* RECORD SET
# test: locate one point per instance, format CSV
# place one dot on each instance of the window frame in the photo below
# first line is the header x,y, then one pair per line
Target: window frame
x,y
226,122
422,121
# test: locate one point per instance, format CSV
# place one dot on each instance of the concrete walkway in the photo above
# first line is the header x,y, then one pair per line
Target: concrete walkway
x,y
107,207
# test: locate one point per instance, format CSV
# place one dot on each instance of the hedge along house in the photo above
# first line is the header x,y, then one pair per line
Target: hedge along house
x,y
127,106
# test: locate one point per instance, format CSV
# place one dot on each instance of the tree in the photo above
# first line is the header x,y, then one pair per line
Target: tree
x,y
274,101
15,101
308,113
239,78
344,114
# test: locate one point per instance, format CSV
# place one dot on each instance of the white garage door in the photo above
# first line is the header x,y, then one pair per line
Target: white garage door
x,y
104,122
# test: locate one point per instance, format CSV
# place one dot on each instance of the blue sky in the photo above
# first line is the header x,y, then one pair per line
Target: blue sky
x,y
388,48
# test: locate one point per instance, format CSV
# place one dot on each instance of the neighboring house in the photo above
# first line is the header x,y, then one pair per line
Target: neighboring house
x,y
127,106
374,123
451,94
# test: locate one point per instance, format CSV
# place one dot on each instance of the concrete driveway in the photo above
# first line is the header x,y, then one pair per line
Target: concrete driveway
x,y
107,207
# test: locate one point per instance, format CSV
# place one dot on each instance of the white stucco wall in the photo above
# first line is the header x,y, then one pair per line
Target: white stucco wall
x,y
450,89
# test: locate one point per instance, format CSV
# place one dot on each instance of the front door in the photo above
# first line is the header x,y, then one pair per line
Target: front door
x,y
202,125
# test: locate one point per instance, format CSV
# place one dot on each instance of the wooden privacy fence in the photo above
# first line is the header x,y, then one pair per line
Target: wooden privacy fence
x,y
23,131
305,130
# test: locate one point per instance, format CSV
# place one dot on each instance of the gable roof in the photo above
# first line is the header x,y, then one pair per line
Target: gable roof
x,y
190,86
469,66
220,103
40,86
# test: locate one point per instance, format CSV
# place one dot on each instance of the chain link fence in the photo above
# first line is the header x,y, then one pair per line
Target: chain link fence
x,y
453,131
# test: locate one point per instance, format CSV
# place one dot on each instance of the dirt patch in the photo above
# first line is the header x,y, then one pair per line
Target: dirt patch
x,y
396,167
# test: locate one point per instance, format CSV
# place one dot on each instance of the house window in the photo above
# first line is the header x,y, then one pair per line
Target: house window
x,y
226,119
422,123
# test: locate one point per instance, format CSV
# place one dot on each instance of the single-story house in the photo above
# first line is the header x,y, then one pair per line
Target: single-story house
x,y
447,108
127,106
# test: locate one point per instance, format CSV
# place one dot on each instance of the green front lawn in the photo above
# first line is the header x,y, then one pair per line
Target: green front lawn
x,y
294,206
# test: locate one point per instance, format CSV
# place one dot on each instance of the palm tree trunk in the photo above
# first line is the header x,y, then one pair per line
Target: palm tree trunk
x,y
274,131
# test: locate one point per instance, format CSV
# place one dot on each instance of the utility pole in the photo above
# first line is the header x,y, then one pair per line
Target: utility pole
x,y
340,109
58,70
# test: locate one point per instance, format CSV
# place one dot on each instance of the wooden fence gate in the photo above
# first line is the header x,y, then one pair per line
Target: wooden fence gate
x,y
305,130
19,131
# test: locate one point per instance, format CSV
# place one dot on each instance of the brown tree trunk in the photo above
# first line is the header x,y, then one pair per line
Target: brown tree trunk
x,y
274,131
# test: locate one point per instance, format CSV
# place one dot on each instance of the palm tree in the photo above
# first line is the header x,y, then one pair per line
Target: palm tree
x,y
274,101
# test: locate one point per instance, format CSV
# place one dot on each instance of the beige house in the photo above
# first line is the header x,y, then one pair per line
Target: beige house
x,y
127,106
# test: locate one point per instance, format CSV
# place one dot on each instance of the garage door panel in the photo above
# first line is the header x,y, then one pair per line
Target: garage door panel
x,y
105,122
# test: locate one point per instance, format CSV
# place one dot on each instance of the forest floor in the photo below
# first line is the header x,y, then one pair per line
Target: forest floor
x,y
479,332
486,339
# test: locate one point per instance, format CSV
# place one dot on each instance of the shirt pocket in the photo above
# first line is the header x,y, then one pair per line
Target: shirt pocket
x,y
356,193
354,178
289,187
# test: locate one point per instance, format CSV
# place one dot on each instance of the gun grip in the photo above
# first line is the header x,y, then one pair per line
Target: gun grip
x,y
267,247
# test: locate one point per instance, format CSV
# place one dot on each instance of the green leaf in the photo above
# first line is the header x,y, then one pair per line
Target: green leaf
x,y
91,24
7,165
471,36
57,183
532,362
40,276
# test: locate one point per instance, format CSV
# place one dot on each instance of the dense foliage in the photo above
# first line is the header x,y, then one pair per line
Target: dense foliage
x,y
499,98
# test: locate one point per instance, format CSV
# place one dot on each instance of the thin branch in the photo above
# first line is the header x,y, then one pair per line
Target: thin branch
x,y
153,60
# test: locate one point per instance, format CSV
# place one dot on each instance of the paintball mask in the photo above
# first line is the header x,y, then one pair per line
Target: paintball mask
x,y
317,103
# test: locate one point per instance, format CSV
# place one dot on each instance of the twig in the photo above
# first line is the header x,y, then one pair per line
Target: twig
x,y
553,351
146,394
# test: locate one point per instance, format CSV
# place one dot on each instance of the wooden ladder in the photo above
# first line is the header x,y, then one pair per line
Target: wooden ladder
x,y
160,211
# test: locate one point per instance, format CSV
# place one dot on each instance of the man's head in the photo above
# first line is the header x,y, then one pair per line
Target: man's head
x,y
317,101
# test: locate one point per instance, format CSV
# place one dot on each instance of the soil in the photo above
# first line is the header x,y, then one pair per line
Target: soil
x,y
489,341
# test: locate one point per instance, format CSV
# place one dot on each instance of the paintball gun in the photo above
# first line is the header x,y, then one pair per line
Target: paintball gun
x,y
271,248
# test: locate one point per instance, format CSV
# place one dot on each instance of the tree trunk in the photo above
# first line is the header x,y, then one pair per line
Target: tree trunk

* EXERCISE GOAL
What you return should match the listing above exactly.

* REPLY
# test: locate one point per instance, format CSV
# place one dot on each instance of the window frame in the photo below
# first line is the header x,y, then one pair per line
Target: window frame
x,y
226,122
422,121
# test: locate one point per instance, format CSV
# place one dot on each instance of the concrete walkway in the photo above
# first line is the header x,y, then one pair per line
Target: concrete walkway
x,y
107,207
# test: locate one point per instance, format CSV
# place one dot on each instance of the hedge along house in the photo above
# first line is the header x,y, then one pair per line
Target: hedge along house
x,y
127,106
# test: locate one point per instance, format CSV
# place one dot on each instance of the tree in the photo above
# first line is the header x,y, then one pair per line
Target: tree
x,y
274,101
15,101
308,113
239,78
344,114
# test: locate one point per instance, format CSV
# place one dot on each instance of the white garage door in the photo above
# first line is the header x,y, then one pair per line
Target: white garage door
x,y
104,122
# test: locate one point per instance, format CSV
# place one dot on each instance of the blue sky in the photo above
# first line is the header x,y, then one pair per line
Target: blue sky
x,y
388,48
# test: locate one point per instance, format CSV
# place one dot on each instance of the neighboring house in the photo above
# first line is the header x,y, then one pair per line
Target: neighboring house
x,y
127,106
374,123
451,94
# test: locate one point per instance, format CSV
# place one dot on each instance of the concrete driveway in the photo above
# first line is the header x,y, then one pair per line
Target: concrete driveway
x,y
107,207
# test: locate one point per instance, format CSV
# place one dot on each instance of the white stucco wall in the photo above
# first line is the header x,y, then one pair per line
Target: white stucco wall
x,y
450,89
# test: locate one point per instance, format CSV
# place one dot on each instance of the front door in the photo above
# first line is the header x,y, then one pair per line
Target: front door
x,y
202,125
# test: locate one point per instance, format CSV
# place one dot on each instance of the wooden privacy fence in the photo above
# first line is the header x,y, then one pair per line
Target: wooden privacy fence
x,y
23,131
305,130
# test: locate one point per instance, format CSV
# place one dot on each instance of the gable roof in the photo above
# first line is the header x,y, then one pair per line
Target: gable roof
x,y
190,86
469,66
220,103
40,86
# test: locate one point per instance, format CSV
# place one dot on each instance of the chain link fence in the photo above
# first line is the header x,y, then one pair per line
Target: chain link fence
x,y
453,131
# test: locate one point per instance, format CSV
# place one dot on each instance of the dirt patch in the photo above
# first line is the header x,y, then one pair per line
Target: dirt patch
x,y
396,167
# test: locate one point per instance, format CSV
# place one dot on each instance of the house window in the photo above
# first line is the header x,y, then one pair per line
Target: house window
x,y
226,119
422,123
# test: locate one point per instance, format CSV
# place one dot on each instance of the single-story house in the photo above
# first line is the header x,y, then one pair per line
Target: single-story house
x,y
447,108
127,106
# test: locate one point per instance, format CSV
# place one dot on each instance of the green front lawn in the photo above
# first line is the header x,y, then one pair per line
Target: green front lawn
x,y
294,206
# test: locate one point per instance, format CSV
# place one dot on each instance of the palm tree trunk in the photo above
# first line is the header x,y, then one pair per line
Target: palm tree trunk
x,y
274,131
# test: locate one point per instance, format CSV
# place one dot on each instance of the utility pole in the photo above
# first line is the header x,y, then one pair per line
Target: utility pole
x,y
340,109
58,70
# test: locate one point per instance, format CSV
# place one dot on each instance of the wooden fence gate in the photo above
# first line is the header x,y, then one pair per line
Target: wooden fence gate
x,y
305,130
19,131
# test: locate one point per instance, format CSV
# place one dot on each instance of the brown tree trunk in the photo above
# first line is the header x,y, then one pair per line
Target: brown tree trunk
x,y
274,131
# test: locate one point per instance, format CSV
# place one dot on each instance of the palm tree in the photo above
# first line is the header x,y, then one pair per line
Target: palm tree
x,y
274,101
# test: locate one point per instance, format CSV
# place one dot on each instance of the beige house in the photo above
# first line is the header x,y, then one pair per line
Target: beige house
x,y
127,106
# test: locate one point per instance, format CSV
# place one dot on each instance of the garage door panel in the photo above
# first line is the header x,y, then one pair per line
Target: garage door panel
x,y
105,122
# test: locate one point per instance, format CSV
# place one dot on each instance of the forest floor in the photo below
# first line is the header x,y, then one pair per line
Target: forest floor
x,y
479,332
486,339
# test: locate one point per instance, format CSV
# place one dot on each instance of the shirt pocket in the photo above
# first line is the header x,y, then one pair per line
Target: shirt pocket
x,y
356,193
354,178
289,187
# test: locate one point per instance, format CSV
# place one dot on each instance of the gun grip in the photo above
# first line is the header x,y, then one pair per line
Target: gun grip
x,y
267,247
# test: locate one point per instance, format CSV
# place one dot on each instance of the green leaf in the photo above
# first line is the header x,y, then one pair per line
Target: green leaf
x,y
91,24
7,165
471,36
57,183
532,362
40,276
# test: locate one point per instance, format CSV
# place one dot on each instance of the dense foliage in the photo above
# first line is the header x,y, then one pair per line
Target: dense foliage
x,y
499,98
# test: locate one point per instance, format CSV
# place one dot on each instance of the thin branch in the photo above
# first line is the header x,y, then one pair per line
Target: thin branch
x,y
153,60
# test: locate one point per instance, format CSV
# place one dot on each instance of the paintball mask in the photo above
# first line is the header x,y, then one pair per line
Target: paintball mask
x,y
317,103
# test: locate one point per instance, format CSV
# place one dot on each instance of the twig in the photo above
# first line is the header x,y, then one pair per line
Target: twig
x,y
553,351
146,394
# test: locate one point per instance, format CSV
# place one dot on each instance of the wooden ladder in the photo above
# first line is the header x,y, then one pair per line
Target: wooden ladder
x,y
160,211
# test: locate one point per instance, format CSV
# place one dot on each instance of the man's head in the photo above
# first line is the header x,y, then one pair per line
Target: man's head
x,y
317,101
# test: locate one point per instance, format CSV
# place one dot on each instance of the soil in the photo above
# first line is the header x,y, then one pair per line
Target: soil
x,y
489,341
# test: locate one point per instance, format CSV
# place one dot on each instance of the paintball gun in the photo above
# first line is the header x,y, then one pair per line
Target: paintball gun
x,y
271,248
# test: locate one point per instance, format CSV
# place one dot on each instance of the tree trunk in the photo above
# first line is the header x,y, then one pair per line
Target: tree trunk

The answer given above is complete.